→ EXCERPT
-=-=-=-=-

It suddenly strikes me that maybe the closest analogy to something like an Alexander “Center” in a software center is a process, or more specifically a Workflow. (If we were thinking of it in terms of an interaction with a human).

A Center in Alexander’s thought really is an “object” in three-dimensional space, or a “feature”. Something like “a garden” or “a building” or “a room” or “a doorway” or “a wall”… something that has its own identity, but decomposes into other smaller objects, and crucially these objects overlap at the edges, because they can’t help but do so. A doorway, for instance: is it part of one room, or two? Or is it something in between each? Well, yes. All of the above! It depends! A doorway can be widened and softened into an arch, blocked off into a niche, deepened and strengthened into a corridor, intensified into an airlock… the edges of systems always are overlapping subsystems.

A Workflow (or perhaps a Session) in a software system does have the sort of deep ambiguity and overlap that Alexander points to. Crucially, for a user-initiated and managed workflow, it’s a venue where the user can bring up and combine data from different applications or silos, so there’s the overlap. It can be temporary or have a semi-permanence to it, or be deepened and strengthened into an Application for itself.

Objects in a Smalltalk system do have this quality, I think. I’m not sure about objects in other systems. C++ or Java objects, I feel, have a kind of “deadness” to them which makes it almost impossible for them to be Sessions or Workflows. Not quite from anything inherent in their “objectness” (at a virtual-machine level) but in the tooling around them, the expectations for how they are defined and invoked.

It’s a very subtle thing, this idea of “liveness” which Kay (and Brett Victor) often points to, but it’s somewhat similar to Alexander’s idea of “life”. Something about interactivity and responsiveness, but not just interactivity and not just responsiveness. But being able to be configured on the spot and then also being able to be reified, to be a subject and object and message all at once. To be something both experienced and spoken/reasoned about.

Session/Workflow. Something like that. An “object” or “process” in the sense of something that receives messages and updates state, but that’s almost just the mechanical shadow of what it actually is… “an active idea as interaction-loop that can modify itself as needed”. A boundary perhaps - as required to maintain its self-integrity, and “dumb data structures” are still a perfectly good kind of self-identity - but more important is that it can self-modify?

-=-=-=-=-

→ RAW DATA
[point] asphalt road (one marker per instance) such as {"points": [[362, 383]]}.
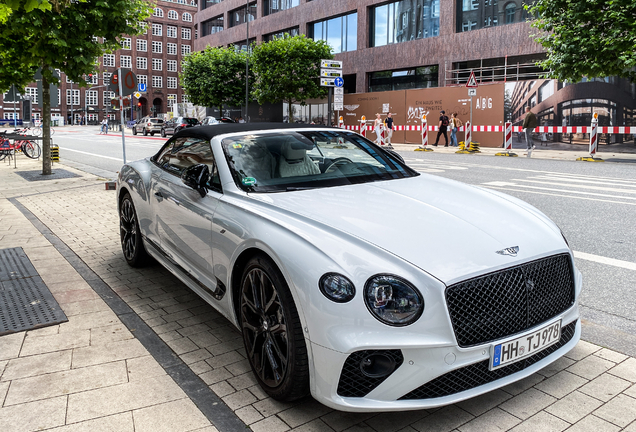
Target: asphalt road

-=-=-=-=-

→ EXERCISE TASK
Reproduce the excerpt on Alexander's centers from "Objects in a" to "defined and invoked.". The listing has no connection to the excerpt on Alexander's centers.

→ FINAL RESULT
Objects in a Smalltalk system do have this quality, I think. I’m not sure about objects in other systems. C++ or Java objects, I feel, have a kind of “deadness” to them which makes it almost impossible for them to be Sessions or Workflows. Not quite from anything inherent in their “objectness” (at a virtual-machine level) but in the tooling around them, the expectations for how they are defined and invoked.